◆ **EXCERPTED TEXT**:
At 13:13 11/29/2001 +0100, Norbert Bollow wrote:
>Would it be possible to also make some information about IDsec
>public quickly (e.g. by posting it to the auth list)?

I've sent you a slightly more detailed description (about half a page)
about IDsec before. I've attached it below.

I'm preparing sort of a white paper about the architecture and
implementation, which I want to put on an IDsec website later.

Hans.


------------------------------------------------------------
Hans Zandbelt                         address@hidden 
Telematica Instituut                     http://www.telin.nl 
P.O.Box 589, 7500 AN                   Phone: +31 53 4850445 
Enschede, Netherlands                    Fax: +31 53 4850400 

I D s e c
---------

IDsec is a mechanism that provides an identity for users on the internet.
Identity in our system means that a user is known by a certain profile which
contains precisely those attributes that the user wants to reveal to the 
requester of
his profile.
Access to profile attributes is managed by the user himself. Certificates and
public/private key mechanisms ensure that information is exchanged in a
secure way between parties that trust eachother.

Overview
--------

User profiles are stored with so-called Profile Providers somewhere on the
Internet. Profile Providers are parties that have a trusted relationship with
the users whose profiles they have stored in their databases.

A Profile Provider runs a server application that allows his clients to modify
their profile over a secure connection. Typically this will be implemented as a
web-service that can be accessed by a web-browser that is HTTPS capable. In
addition to modification of user attributes and their values, users can assemble
so-called Access Control Lists that specify which attributes are accessible to
which Content Providers. Access Control Lists are based on certificates.

◆ **TASK LIST**:
**A)** Write out everything in the IDsec message from "I've sent you" down to "IDsec website later.".
**B)** Pick up the IDsec message at its last sentence and keep writing it.

◆ **DATA SHOWN**:
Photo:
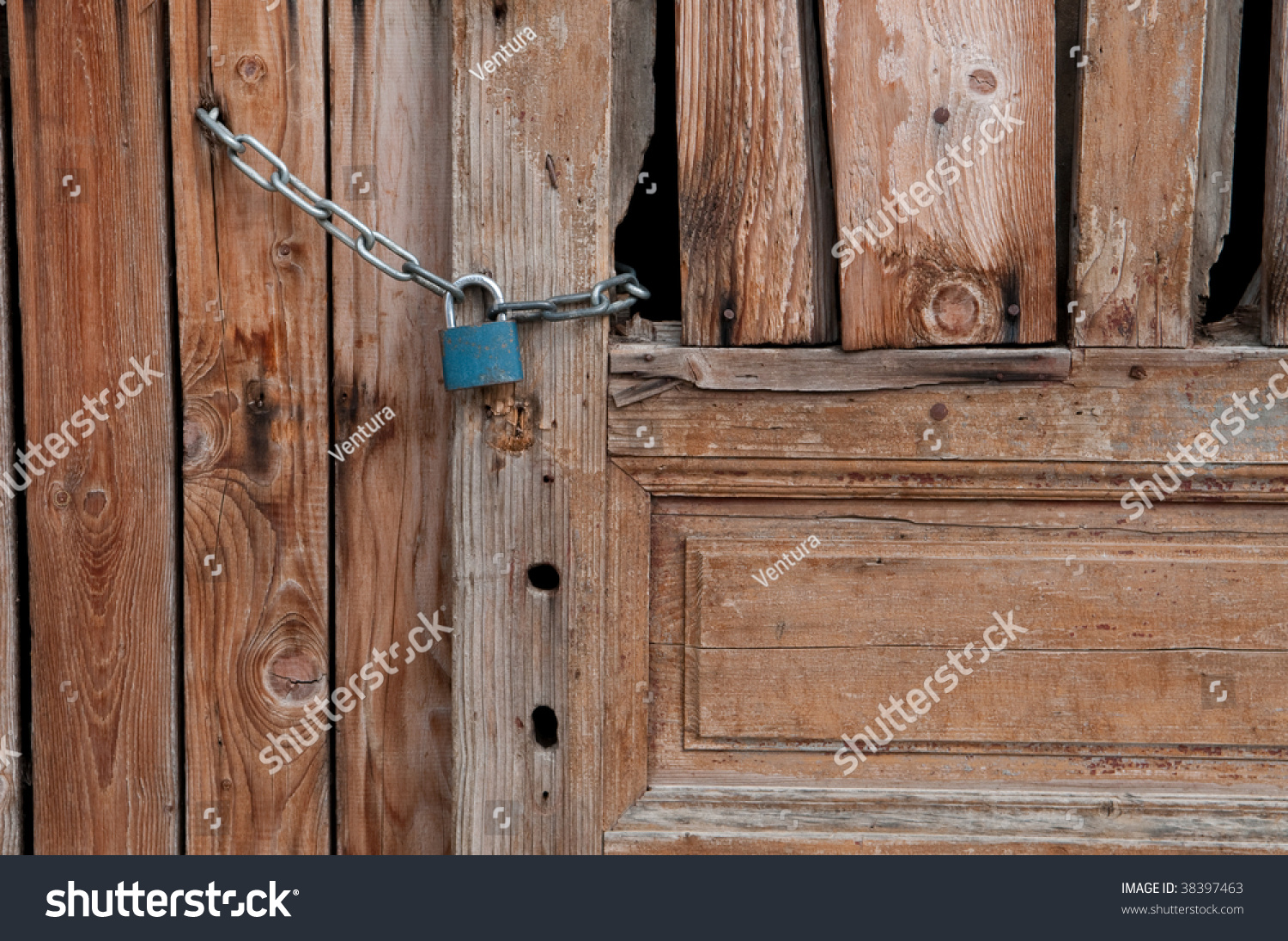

◆ **EXPECTED ANSWERS**:
**A)**
I've sent you a slightly more detailed description (about half a page)
about IDsec before. I've attached it below.

I'm preparing sort of a white paper about the architecture and
implementation, which I want to put on an IDsec website later.

**B)**
When starting a web session that requires the use of IDsec, the user will login
with the Profile Provider with a username/password combination. This "session 
login"
will result in the creation of a so-called session certificate that is sent to 
the user.
The session certificate merely consists of a session identifier and a URL that
indicates the location of the user's profile.

The users web-client sends the session certificate to the IDsec enabled web-site
of the Content Provider. The Content Provider in his turn, sends it together 
with
his own certificate to the URL specified in the session certificate over a 
secure
connection. The Profile Provider uses the session certificates to identify the 
user
and assembles a Content-Provider-specific user profile based on the Content 
Provider
credentials and the Access Control List that the user specified.

The Content Provider now has a user profile that he can use to personalize 
content,
to do accounting and/or billing (eventually in combination with a third party) 
and
any other business that he would normally do with a customer database.

Notice that IDsec supports "anonymous browsing"; it does not neccesarily reveal 
the
name and/or address of the user. IDsec transmits exactly those attributes that 
a user
trusts to be sent to the requester.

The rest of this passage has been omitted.